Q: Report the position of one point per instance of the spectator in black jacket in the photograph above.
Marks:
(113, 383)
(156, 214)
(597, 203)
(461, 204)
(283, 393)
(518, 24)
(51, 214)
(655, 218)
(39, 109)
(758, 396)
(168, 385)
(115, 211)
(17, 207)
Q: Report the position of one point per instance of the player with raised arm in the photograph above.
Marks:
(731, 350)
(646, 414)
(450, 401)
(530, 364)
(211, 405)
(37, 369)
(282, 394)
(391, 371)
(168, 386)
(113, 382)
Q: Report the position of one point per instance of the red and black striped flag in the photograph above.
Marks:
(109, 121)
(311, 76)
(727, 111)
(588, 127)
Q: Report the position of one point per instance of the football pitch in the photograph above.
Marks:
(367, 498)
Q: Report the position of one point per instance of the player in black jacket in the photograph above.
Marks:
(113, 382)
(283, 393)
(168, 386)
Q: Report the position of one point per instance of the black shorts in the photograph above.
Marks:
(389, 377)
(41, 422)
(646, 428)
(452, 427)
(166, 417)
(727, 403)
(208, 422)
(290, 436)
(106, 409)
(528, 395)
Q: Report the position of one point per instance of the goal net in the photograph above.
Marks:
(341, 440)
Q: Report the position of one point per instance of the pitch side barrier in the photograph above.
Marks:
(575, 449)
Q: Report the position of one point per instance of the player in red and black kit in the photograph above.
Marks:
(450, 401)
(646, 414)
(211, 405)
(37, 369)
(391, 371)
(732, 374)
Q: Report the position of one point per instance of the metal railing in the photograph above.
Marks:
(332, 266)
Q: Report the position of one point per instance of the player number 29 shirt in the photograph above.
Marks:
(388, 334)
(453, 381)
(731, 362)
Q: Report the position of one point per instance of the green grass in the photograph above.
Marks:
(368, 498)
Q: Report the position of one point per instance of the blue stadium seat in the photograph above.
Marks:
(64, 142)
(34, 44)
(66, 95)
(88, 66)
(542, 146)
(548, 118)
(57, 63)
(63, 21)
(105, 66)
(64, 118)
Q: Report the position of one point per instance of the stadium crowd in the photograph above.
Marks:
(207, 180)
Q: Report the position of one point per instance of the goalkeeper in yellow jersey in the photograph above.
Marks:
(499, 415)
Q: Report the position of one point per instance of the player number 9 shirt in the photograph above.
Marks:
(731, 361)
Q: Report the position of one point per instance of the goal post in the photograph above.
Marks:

◆ **What the task asks**: Copy all of the entries above line for line, changing nothing.

◆ **Task output**:
Q: Report the position of one point per instance of the spectator in black jacket in the photograph above.
Marks:
(113, 383)
(156, 214)
(597, 203)
(461, 204)
(283, 393)
(518, 24)
(51, 214)
(655, 218)
(39, 109)
(758, 396)
(168, 385)
(115, 211)
(17, 207)
Q: Report the position of one point per instance of the player with raised arm in the photograph above.
Marks:
(731, 350)
(646, 414)
(450, 401)
(530, 364)
(211, 405)
(37, 369)
(282, 394)
(391, 371)
(168, 386)
(113, 382)
Q: Report the position of one point per instance of the red and black striped flag in the photograph above.
Marks:
(109, 121)
(311, 76)
(727, 111)
(588, 127)
Q: Report the position of one point per instance of the football pitch in the photograph above.
Marks:
(367, 498)
Q: Report the position of one point per instance of the player in black jacket in the photograph above.
Marks:
(113, 382)
(283, 393)
(168, 386)
Q: Report the position of one point per instance of the black shorts in the photograph above.
Marks:
(389, 377)
(41, 422)
(646, 428)
(452, 427)
(166, 417)
(727, 403)
(208, 422)
(290, 436)
(106, 409)
(528, 395)
Q: Report the position of one point per instance of the goal net in the photograph above.
Marks:
(341, 440)
Q: Report the position of one point per instance of the pitch side barrier in the photograph above.
Marks:
(575, 449)
Q: Report the position of one point per instance of the player in red and black kit in the photograph above.
Marks:
(450, 401)
(646, 414)
(211, 405)
(37, 369)
(391, 371)
(732, 374)
Q: Report the position of one point per instance of the metal railing in the photograph above.
Marks:
(332, 266)
Q: Report the position of one point per instance of the player number 29 shirt in the photograph above.
Marks:
(388, 334)
(453, 381)
(731, 362)
Q: Report the position of one point per instance of the green grass in the photograph above.
Marks:
(368, 498)
Q: Report the position of one point per instance of the blue stadium seat in the photograph above.
Marks:
(64, 142)
(34, 44)
(66, 95)
(88, 66)
(542, 146)
(548, 118)
(57, 63)
(63, 21)
(105, 66)
(64, 118)
Q: Report the position of one point per instance of the stadium crowd in the photograph above.
Marks:
(207, 180)
Q: Report the position of one point per instance of the goalkeeper in yellow jersey in the photograph above.
Marks:
(499, 415)
Q: Report the position of one point per instance of the player number 9 shirt in the photograph above.
Marks:
(731, 361)
Q: Report the position of one point per instance of the goal post in the photograph above.
Marks:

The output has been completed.